**Saved entries:**
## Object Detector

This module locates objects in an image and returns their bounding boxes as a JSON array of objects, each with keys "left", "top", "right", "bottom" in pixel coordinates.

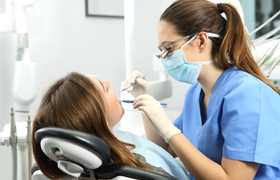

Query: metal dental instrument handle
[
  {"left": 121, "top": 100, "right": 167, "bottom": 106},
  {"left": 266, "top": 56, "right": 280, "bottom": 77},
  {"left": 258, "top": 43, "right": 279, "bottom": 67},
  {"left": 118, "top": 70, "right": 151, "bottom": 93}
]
--
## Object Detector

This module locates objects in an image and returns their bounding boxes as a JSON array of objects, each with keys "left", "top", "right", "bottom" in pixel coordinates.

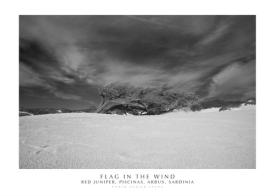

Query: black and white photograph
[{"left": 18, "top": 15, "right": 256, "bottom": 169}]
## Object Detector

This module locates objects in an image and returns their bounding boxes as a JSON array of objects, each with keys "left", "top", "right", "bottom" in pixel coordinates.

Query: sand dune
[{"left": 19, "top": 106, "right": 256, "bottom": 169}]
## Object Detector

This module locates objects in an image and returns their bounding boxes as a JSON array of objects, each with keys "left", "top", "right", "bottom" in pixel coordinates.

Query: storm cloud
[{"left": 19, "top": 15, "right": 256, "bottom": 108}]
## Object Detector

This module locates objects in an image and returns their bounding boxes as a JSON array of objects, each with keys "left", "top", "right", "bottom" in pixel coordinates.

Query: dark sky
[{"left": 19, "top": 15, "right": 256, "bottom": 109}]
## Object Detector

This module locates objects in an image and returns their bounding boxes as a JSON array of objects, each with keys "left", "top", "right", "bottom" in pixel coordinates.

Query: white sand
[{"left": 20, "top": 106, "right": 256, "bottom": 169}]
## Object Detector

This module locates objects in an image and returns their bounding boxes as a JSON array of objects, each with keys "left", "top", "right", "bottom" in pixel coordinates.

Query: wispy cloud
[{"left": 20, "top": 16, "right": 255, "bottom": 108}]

**Your objective:**
Count the lines in the records that contain the string "white". Case counts. Reply with the number alone.

**The solution:**
2